_Things to do_:
1 - Retype the passage from the article on the novel So Much Blue, from "Kevin begins to" up to and including "there for work.", keeping every word and mark the same.
2 - Pick up the article on the novel So Much Blue where it stops and write what comes next.

_Supplied text_:
begin
Author | Percival Everett |
---|---|
Language | English |
Publisher | Graywolf Press |
Publication date | June 13, 2017 |
Publication place | United States |
Media type | Paperback |
Pages | 242 |
Award | California Book Award for Fiction (Silver) (2017) |
ISBN | 9781555977825 |
OCLC | 957021362 |
Preceded by | Percival Everett by Virgil Russell: A Novel |
Followed by | Telephone |
So Much Blue is a novel by American writer Percival Everett first published in 2017 by Graywolf Press. [1]
The novel is centered on Kevin Pace, an American abstract painter, as a "coming of middle-age" story, where he reflects on the three most defining periods in his life. [2] The novel splits Kevin's life into the chapters containing his present, near past, and distant past: "House", "Paris" and "1979" respectively. While he struggles to reconcile with the secrets and events from his past, he also works on a secret painting dominated by the color blue.
Everett's straightforward writing style develops So Much Blue into a very structured story as he seamlessly switches between the three unique narratives in the novel. There are some parallels the novel makes to Don DeLillo’s The Names and Alberto Moravia's Boredom creating a blend of the "shadowy doings of a failed marriage, a jaded painter-narrator", and a buddy picture. [3] [4]
The novel received the California Book Award for Fiction (Silver) in 2017, and it is known as one of Everett's best works. It has been praised by critics for its realism, simplicity, and tasteful execution of literary tropes. [4] [5]
Kevin Pace is a 56-year-old African-American abstract painter living in Martha's Vineyard, a Massachusetts island. He has achieved some success with his art and lives a comfortable life, but he feels ambivalent about his career. He feels distant from his family, particularly his wife, Linda, and has never allowed them to see a secret painting he keeps in a barn outside their house, a painting he plans to destroy if he should die.
Kevin begins to reflect back on three separate events in his life: in May 1979, Kevin, in his early 20s and during his third year of graduate school at the University of Pennsylvania, joins his best friend, Richard Scott, in looking for Richard's older brother, Tad, who has gone missing in El Salvador.
In his 40s, while a happily married father of two, Kevin and Linda travel to Paris, France, as a romantic getaway to celebrate 20 years of marriage. While Linda is spending a night in Bordeaux with her old college roommate, Kevin attends a lecture at a museum at the Jardin du Luxembourg, and it is there he meets Victoire, a 22-year-old watercolorist art student studying at the École des Beaux-Arts. They meet at a café, and there is instant chemistry between them. They quickly start engaging in an affair, and Linda leaves Paris, while Kevin remains there for work.
end
Shape labeling records:
begin
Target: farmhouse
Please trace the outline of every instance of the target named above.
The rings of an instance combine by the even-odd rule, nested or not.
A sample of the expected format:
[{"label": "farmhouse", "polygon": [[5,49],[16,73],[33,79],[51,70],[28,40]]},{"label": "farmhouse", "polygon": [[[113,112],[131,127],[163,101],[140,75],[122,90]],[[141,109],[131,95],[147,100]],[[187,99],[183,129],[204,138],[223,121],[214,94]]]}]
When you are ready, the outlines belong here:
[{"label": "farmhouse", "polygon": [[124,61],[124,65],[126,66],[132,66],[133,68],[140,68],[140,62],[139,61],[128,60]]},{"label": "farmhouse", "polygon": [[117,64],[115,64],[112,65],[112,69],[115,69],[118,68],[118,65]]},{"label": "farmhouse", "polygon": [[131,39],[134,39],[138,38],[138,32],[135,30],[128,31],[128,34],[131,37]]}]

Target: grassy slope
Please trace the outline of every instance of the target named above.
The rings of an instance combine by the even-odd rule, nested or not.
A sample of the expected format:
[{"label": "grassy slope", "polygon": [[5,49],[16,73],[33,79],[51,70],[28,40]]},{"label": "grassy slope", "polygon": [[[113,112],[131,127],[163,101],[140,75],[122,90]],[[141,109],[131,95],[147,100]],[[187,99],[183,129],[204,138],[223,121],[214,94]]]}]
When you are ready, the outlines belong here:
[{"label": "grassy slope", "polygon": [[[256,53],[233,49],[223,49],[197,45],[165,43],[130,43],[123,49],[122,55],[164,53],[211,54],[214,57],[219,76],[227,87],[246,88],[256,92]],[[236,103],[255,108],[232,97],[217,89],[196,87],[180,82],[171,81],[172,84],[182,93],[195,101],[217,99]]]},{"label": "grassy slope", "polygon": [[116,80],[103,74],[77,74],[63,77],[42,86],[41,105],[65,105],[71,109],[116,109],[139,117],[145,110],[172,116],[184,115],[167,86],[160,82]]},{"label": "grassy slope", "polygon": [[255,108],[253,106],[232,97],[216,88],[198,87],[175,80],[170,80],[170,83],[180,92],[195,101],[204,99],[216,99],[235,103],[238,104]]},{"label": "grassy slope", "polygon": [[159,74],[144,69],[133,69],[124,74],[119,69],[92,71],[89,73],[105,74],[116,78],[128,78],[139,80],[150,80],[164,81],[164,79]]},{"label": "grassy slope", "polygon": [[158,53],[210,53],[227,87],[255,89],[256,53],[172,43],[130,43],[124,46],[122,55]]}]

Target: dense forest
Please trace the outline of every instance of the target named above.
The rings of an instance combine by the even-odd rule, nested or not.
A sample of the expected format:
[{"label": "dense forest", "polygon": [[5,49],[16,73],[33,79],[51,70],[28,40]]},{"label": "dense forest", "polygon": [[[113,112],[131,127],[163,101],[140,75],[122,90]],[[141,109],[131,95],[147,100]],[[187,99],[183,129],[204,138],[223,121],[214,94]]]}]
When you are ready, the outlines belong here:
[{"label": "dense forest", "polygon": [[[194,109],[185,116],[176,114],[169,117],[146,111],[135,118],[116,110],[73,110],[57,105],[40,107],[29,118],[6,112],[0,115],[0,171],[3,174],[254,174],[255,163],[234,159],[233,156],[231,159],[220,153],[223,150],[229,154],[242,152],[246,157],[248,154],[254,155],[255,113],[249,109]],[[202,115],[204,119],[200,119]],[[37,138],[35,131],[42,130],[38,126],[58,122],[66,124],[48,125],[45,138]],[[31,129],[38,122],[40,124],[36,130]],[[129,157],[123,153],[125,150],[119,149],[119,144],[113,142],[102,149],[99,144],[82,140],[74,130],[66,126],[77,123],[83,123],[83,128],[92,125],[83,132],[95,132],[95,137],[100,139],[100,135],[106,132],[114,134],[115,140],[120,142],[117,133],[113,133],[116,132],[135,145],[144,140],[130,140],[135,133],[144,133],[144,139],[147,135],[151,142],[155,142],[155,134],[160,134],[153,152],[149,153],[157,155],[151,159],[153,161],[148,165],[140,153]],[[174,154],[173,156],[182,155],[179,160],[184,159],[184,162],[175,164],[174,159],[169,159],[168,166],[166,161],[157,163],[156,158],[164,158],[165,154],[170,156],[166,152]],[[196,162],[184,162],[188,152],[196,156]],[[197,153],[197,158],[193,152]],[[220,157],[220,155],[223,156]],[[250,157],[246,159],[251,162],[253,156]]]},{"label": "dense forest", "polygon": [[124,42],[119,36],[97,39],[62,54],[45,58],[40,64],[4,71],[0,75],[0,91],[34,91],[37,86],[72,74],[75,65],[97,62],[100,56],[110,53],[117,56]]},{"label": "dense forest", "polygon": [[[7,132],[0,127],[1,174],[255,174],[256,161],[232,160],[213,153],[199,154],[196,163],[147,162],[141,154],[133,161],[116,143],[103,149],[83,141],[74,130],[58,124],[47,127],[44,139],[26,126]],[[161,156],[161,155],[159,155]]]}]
end
_Answers below_:
1 -
Kevin begins to reflect back on three separate events in his life: in May 1979, Kevin, in his early 20s and during his third year of graduate school at the University of Pennsylvania, joins his best friend, Richard Scott, in looking for Richard's older brother, Tad, who has gone missing in El Salvador.
In his 40s, while a happily married father of two, Kevin and Linda travel to Paris, France, as a romantic getaway to celebrate 20 years of marriage. While Linda is spending a night in Bordeaux with her old college roommate, Kevin attends a lecture at a museum at the Jardin du Luxembourg, and it is there he meets Victoire, a 22-year-old watercolorist art student studying at the École des Beaux-Arts. They meet at a café, and there is instant chemistry between them. They quickly start engaging in an affair, and Linda leaves Paris, while Kevin remains there for work.

2 -
In his home life, his children, Will and April, have grown older, and their relationship with their father has deteriorated. They appeared to have "little use for their father beyond the usual business of daily familial maintenance." Kevin sinks into a period of alcoholism and believes himself to be a harmless drunk, but he eventually quits cold turkey after the visible disapproval from his family. As a substitute, he buries himself into his private painting, which ends up becoming just as damaging to him and his family as the drinking. Despite their strained relationship, Kevin's 16-year-old daughter, April, confesses she is pregnant and makes him promise not to tell Linda, and he agrees.
While in El Salvador, Kevin comes to realize that he has accidentally arrived in the country while it is descending into a civil war. Kevin and Richard hire Bummer, an Vietnam veteran turned mercenary, to help them find Tad. While travelling the countryside looking for Tad, he and Richard come across the body of a murdered child and help her father bury it. Shortly after finding Tad, who was in the country doing business with Nicaraguan drug dealers, the three men try to leave. As they are escaping, Bummer is shot dead by the drug dealers. When they return to the city, Kevin is waiting for Richard to pick up his passport, and he is attacked by a soldier and accidentally murders him in self defense.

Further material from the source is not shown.